>> Begin Records supplied
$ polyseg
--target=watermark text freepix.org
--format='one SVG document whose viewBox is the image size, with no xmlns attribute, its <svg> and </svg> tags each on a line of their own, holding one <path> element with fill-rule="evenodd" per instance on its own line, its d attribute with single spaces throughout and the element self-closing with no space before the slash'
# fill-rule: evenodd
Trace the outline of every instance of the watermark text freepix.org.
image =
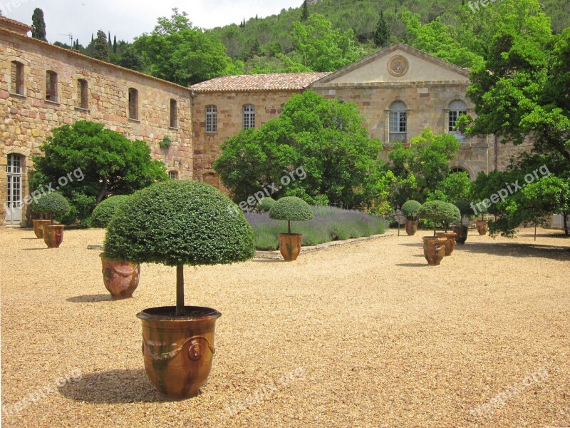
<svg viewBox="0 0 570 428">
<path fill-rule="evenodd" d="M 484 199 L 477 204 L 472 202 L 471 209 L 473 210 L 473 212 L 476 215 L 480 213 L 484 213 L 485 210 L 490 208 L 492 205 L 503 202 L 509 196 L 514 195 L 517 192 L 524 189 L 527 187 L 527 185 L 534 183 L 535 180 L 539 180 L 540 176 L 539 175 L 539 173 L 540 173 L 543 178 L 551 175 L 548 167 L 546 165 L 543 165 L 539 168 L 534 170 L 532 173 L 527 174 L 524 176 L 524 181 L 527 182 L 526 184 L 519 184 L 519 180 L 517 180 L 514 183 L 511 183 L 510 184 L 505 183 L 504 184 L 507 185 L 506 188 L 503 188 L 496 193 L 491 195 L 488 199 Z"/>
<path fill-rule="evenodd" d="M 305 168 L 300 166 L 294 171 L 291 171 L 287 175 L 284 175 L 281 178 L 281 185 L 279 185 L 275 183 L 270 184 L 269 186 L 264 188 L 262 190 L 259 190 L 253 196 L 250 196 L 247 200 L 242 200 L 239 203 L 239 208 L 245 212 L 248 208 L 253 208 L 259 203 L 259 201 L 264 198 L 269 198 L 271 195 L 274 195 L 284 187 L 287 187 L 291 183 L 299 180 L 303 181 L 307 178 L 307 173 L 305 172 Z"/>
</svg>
>> End Records supplied
>> Begin Records supplied
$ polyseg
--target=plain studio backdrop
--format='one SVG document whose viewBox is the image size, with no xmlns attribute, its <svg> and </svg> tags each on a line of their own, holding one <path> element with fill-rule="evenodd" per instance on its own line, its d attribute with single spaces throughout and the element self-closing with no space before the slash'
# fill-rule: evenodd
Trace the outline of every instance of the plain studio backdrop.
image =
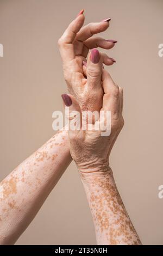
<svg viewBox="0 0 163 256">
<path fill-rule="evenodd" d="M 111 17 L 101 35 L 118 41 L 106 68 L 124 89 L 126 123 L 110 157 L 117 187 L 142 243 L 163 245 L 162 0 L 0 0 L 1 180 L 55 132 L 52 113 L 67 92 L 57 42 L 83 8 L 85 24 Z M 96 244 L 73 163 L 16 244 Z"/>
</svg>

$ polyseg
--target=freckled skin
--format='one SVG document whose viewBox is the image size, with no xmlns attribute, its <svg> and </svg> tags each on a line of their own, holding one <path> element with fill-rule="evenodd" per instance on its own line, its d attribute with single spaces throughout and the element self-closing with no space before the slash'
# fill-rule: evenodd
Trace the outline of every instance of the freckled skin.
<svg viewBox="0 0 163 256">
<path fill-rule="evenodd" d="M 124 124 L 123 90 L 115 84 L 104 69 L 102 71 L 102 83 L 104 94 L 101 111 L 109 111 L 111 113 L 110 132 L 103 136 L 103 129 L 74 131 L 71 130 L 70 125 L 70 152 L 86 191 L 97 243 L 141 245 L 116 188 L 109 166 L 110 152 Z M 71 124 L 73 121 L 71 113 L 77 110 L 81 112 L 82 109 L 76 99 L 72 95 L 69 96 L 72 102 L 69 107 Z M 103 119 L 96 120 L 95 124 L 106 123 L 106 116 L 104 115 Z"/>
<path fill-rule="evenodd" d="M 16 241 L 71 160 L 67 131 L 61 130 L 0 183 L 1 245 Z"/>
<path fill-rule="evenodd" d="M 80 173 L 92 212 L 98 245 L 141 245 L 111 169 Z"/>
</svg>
>> End Records supplied
* Task brief: Extract every line of the data above that contains the string "watermark", matching case exactly.

* Completed exercise:
--target=watermark text freepix.org
Trace the outline of every instance of the watermark text freepix.org.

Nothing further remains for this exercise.